## YOUR INSTRUCTIONS
This exercise needs all of the entries set down again, exactly as they read.

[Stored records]

::::

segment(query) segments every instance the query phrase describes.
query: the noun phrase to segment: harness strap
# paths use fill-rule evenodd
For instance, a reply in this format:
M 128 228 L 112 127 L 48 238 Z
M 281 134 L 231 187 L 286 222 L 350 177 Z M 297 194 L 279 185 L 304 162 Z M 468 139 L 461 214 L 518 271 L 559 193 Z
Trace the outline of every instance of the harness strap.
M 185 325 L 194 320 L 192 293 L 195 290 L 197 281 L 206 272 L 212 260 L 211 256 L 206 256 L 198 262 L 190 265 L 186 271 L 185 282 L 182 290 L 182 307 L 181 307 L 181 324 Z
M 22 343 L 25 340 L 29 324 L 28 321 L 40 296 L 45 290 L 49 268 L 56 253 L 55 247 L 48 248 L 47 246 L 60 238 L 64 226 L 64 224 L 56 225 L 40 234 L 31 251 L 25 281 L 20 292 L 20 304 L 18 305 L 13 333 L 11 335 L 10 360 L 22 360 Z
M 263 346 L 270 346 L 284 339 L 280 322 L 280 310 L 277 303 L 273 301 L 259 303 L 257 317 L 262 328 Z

::::

## REPLY TO THE EXERCISE
segment(query) segments every instance the query phrase describes.
query: the noun phrase to segment: harness strap
# paths use fill-rule evenodd
For instance, a reply in this format:
M 128 228 L 112 127 L 48 238 Z
M 281 134 L 231 187 L 286 222 L 350 177 Z M 297 194 L 279 185 L 304 162 Z M 468 139 L 461 214 L 518 271 L 559 193 Z
Trace the outline of every instance of the harness strap.
M 185 325 L 194 320 L 192 293 L 195 290 L 197 281 L 206 272 L 212 260 L 211 256 L 206 256 L 198 262 L 190 265 L 186 271 L 185 282 L 182 290 L 182 307 L 181 307 L 181 324 Z
M 22 343 L 25 340 L 29 324 L 28 321 L 40 296 L 45 290 L 49 268 L 56 253 L 55 247 L 48 248 L 47 246 L 60 238 L 64 226 L 64 224 L 56 225 L 40 234 L 31 251 L 25 281 L 20 292 L 20 304 L 18 305 L 13 333 L 11 335 L 10 360 L 22 360 Z
M 263 346 L 270 346 L 284 339 L 280 322 L 280 310 L 277 303 L 273 301 L 259 303 L 257 317 L 262 328 Z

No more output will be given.